*** EXERCISE INPUT ***
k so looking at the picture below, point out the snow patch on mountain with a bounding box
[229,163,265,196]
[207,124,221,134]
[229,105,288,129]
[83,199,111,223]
***
# TASK PROMPT:
Exact copies of all entries are what's needed here.

# ANSWER SECTION:
k so looking at the picture below, point out the snow patch on mountain with a bounding box
[229,163,265,196]
[207,124,221,134]
[229,105,288,129]
[83,199,111,223]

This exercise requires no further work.